TEXT BLOCK
This is a special signal that is not sent to the program.

Instead, it is given to the operating system kernel, which shuts down the process. This is used to bypass programs that ignore the signals sent to them.

Each signal has an associated number that can be passed instead of the name. For instance, You can pass “-15” instead of “-TERM”, and “-9” instead of “-KILL”.

Signals are not only used to shut down programs. They can also be used to perform other actions.

For instance, many daemons will restart when they are given the HUP or hang-up signal. Apache is one program that operates like this.

# kill -HUP <PID of httpd>

The above command will cause Apache to reload its configuration file and resume serving content.

TASK INSTRUCTIONS
(a) Say whether each statement agrees with the signals excerpt, answering yes or no and quoting the deciding words: (i) A signal can be given by its number, such as -9 for -KILL. (ii) Signals serve only to shut programs down. (iii) Sending HUP to Apache makes it reload its configuration file.
(b) Continue the signals excerpt from its last sentence.
The listing after this point comes from a separate source.

GIVEN DATA
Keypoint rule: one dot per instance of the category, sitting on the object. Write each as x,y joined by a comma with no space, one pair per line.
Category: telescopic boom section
==
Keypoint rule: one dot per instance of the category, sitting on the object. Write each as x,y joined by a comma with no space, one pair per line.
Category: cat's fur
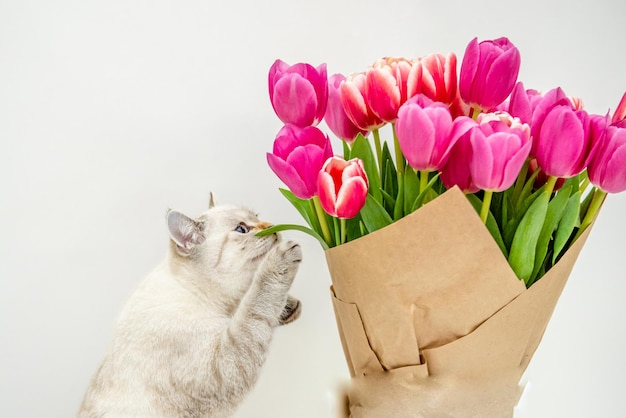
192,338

RESPONSES TO THE TASKS
(a)
(i) Yes: "and “-9” instead of “-KILL”"
(ii) No: "Signals are not only used to shut down programs."
(iii) Yes: "The above command will cause Apache to reload its configuration file and resume serving content."

(b)
You can list all of the signals that are possible to send with the kill by typing:

# kill -l

1) SIGHUP 2) SIGINT 3) SIGQUIT 4) SIGILL 5) SIGTRAP
6) SIGABRT 7) SIGBUS 8) SIGFPE 9) SIGKILL 10) SIGUSR1
11) SIGSEGV 12) SIGUSR2 13) SIGPIPE 14) SIGALRM 15) SIGTERM
16) SIGSTKFLT 17) SIGCHLD 18) SIGCONT 19) SIGSTOP 20) SIGTSTP
21) SIGTTIN 22) SIGTTOU 23) SIGURG 24) SIGXCPU 25) SIGXFSZ
26) SIGVTALRM 27) SIGPROF 28) SIGWINCH 29) SIGIO 30) SIGPWR
31) SIGSYS 34) SIGRTMIN 35) SIGRTMIN+1 36) SIGRTMIN+2 37) SIGRTMIN+3
38) SIGRTMIN+4 39) SIGRTMIN+5 40) SIGRTMIN+6 41) SIGRTMIN+7 42) SIGRTMIN+8
43) SIGRTMIN+9 44) SIGRTMIN+10 45) SIGRTMIN+11 46) SIGRTMIN+12 47) SIGRTMIN+13
48) SIGRTMIN+14 49) SIGRTMIN+15 50) SIGRTMAX-14 51) SIGRTMAX-13 52) SIGRTMAX-12
53) SIGRTMAX-11 54) SIGRTMAX-10 55) SIGRTMAX-9 56) SIGRTMAX-8 57) SIGRTMAX-7
58) SIGRTMAX-6 59) SIGRTMAX-5 60) SIGRTMAX-4 61) SIGRTMAX-3 62) SIGRTMAX-2
63) SIGRTMAX-1 64) SIGRTMAX

The conventional way of sending signals is through the use of PIDs, there are also methods of doing this with regular process names.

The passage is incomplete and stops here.